What is required
Up to and including the final line, please copy every line exactly, starting from the one that contains "Please indicate the blue" in the material below.

Data section Start Marker

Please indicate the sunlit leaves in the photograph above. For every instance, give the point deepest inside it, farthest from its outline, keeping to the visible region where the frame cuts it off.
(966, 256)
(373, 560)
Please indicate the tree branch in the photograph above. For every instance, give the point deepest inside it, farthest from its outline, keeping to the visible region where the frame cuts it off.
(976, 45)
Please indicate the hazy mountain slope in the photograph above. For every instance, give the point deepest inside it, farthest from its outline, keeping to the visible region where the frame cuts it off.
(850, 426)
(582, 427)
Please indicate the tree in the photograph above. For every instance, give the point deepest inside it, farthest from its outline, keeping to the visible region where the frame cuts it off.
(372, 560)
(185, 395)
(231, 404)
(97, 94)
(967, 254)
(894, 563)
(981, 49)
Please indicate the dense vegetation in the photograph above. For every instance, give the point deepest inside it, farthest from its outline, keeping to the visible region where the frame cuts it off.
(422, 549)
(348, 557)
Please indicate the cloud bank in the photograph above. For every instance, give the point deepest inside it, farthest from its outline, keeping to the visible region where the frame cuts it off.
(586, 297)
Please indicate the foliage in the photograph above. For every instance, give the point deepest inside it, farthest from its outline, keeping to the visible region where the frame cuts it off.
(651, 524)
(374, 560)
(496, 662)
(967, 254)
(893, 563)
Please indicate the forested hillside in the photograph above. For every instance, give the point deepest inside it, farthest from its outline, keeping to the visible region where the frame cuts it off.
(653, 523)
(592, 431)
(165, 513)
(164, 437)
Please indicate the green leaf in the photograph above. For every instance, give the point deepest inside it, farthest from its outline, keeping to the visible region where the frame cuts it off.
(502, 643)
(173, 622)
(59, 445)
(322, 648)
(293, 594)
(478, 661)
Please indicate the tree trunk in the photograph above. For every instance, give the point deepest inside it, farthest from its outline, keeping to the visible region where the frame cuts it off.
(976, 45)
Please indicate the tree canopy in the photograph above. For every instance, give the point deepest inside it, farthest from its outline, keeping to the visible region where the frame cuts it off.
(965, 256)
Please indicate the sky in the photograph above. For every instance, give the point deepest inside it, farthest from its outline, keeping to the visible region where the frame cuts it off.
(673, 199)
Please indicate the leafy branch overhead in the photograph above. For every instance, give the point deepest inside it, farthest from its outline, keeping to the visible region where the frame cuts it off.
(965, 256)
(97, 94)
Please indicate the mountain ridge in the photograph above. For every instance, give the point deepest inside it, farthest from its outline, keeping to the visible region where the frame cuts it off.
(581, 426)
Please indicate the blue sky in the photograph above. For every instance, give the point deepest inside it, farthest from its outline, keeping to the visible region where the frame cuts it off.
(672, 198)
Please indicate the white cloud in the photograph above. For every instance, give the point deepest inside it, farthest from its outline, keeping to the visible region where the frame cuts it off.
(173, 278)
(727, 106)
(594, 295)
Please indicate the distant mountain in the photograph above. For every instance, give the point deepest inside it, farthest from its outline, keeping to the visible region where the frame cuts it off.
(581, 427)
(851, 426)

Data section End Marker

Output for this task
Please indicate the blue sky in the photograph above. For every instance, give the point deepest inside it, farthest from its outline, keeping to the visible region where the frame cuts it off.
(672, 198)
Please indicate the white cloud in the photograph above. For every instance, give the point deepest inside it, farthest from its outline, keeping to the visible region where the frame cuts it off.
(173, 278)
(727, 106)
(594, 295)
Please indicate the distant mountain in the photograph above. For every instance, give the point deepest inside it, farthest from its outline, keeping to the visible region where the frame cuts it off.
(581, 427)
(851, 426)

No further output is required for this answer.